* _Your objective_
Pull out each line in the records below that contains the string "dark". Case counts, so match capitalization precisely.

* _Input data_
******************************

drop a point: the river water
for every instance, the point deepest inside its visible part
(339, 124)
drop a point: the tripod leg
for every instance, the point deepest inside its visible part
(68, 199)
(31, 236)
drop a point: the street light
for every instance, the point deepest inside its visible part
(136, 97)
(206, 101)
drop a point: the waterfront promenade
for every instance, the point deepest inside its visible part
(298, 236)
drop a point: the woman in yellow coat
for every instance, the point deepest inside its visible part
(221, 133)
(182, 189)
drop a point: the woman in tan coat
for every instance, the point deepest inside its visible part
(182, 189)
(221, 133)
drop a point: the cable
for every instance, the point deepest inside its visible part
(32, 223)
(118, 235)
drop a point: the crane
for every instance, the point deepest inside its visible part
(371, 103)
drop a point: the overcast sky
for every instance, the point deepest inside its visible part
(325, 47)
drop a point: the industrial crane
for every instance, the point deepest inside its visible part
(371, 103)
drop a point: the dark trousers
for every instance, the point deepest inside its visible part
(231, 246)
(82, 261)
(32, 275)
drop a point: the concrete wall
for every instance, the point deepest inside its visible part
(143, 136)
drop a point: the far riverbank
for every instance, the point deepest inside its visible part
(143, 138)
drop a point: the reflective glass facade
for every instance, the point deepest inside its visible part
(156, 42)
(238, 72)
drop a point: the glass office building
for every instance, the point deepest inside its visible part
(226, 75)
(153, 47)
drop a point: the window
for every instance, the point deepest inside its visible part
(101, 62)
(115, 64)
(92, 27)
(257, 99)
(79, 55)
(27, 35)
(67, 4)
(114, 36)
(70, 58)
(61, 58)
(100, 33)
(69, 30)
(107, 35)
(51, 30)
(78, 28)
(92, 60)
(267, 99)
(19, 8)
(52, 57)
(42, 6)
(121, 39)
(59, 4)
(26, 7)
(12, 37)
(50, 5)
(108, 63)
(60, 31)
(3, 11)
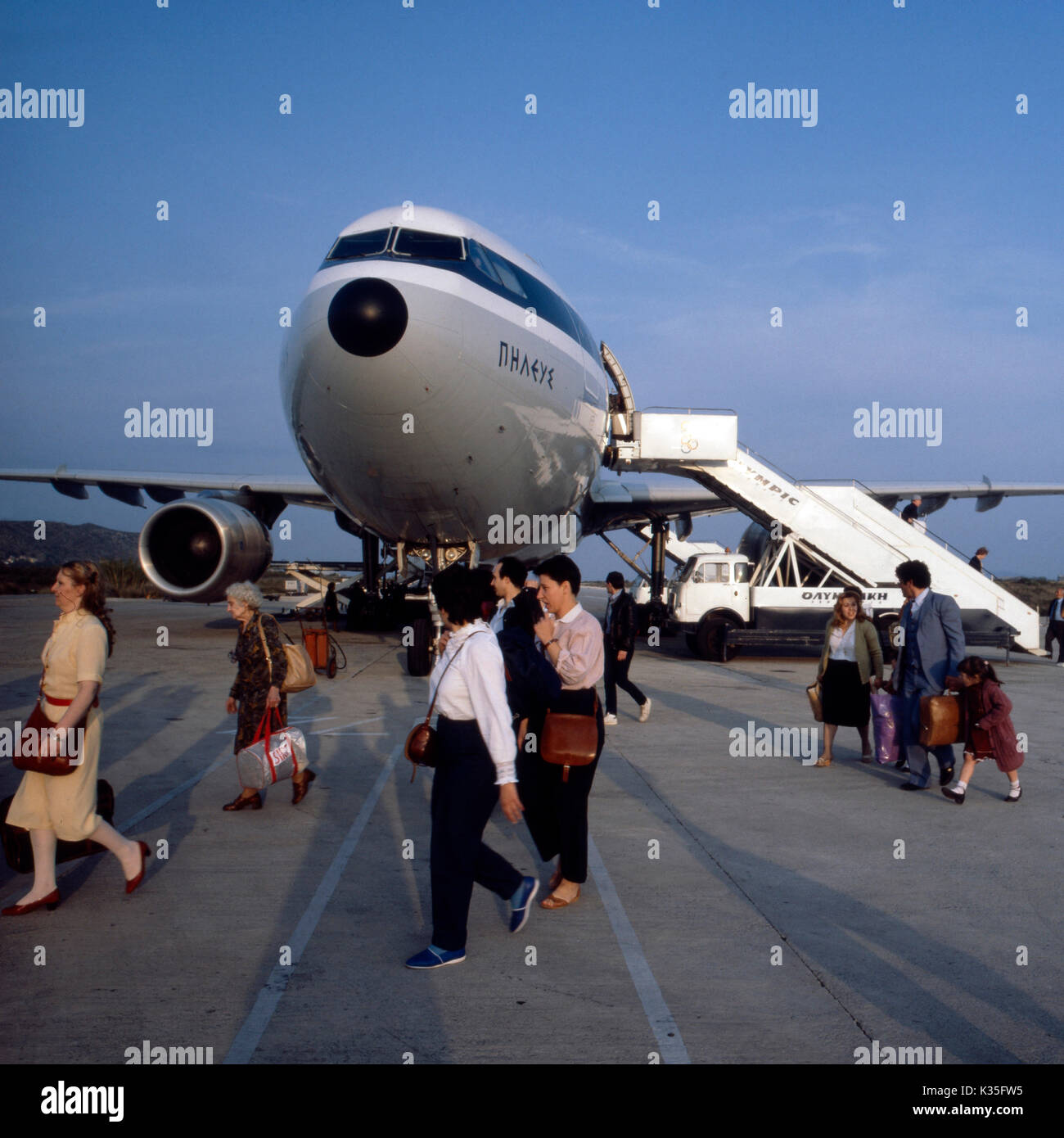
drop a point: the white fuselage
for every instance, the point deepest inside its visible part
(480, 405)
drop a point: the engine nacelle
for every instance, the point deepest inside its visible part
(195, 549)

******************************

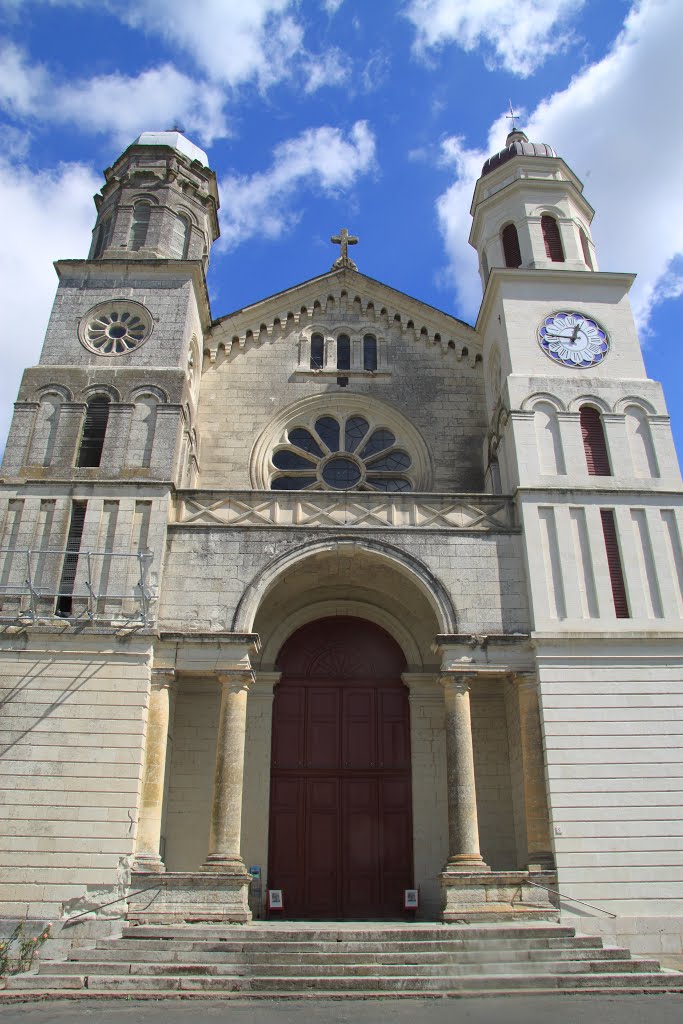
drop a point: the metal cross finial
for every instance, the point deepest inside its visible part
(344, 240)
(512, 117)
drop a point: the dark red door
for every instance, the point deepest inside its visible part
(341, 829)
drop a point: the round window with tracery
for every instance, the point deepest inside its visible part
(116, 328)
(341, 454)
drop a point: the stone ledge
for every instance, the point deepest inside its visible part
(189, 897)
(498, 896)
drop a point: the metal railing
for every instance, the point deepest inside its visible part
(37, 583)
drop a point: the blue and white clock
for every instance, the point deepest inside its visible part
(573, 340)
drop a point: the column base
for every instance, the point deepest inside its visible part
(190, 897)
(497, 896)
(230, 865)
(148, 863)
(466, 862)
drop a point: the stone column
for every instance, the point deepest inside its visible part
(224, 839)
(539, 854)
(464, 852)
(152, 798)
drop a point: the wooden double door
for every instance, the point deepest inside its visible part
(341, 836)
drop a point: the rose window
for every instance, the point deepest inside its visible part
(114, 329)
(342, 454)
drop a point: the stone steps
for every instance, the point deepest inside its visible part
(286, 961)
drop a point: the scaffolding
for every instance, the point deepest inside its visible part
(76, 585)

******************************

* _Solved exercise_
drop a point: the dark trousers
drop a point: the dark red door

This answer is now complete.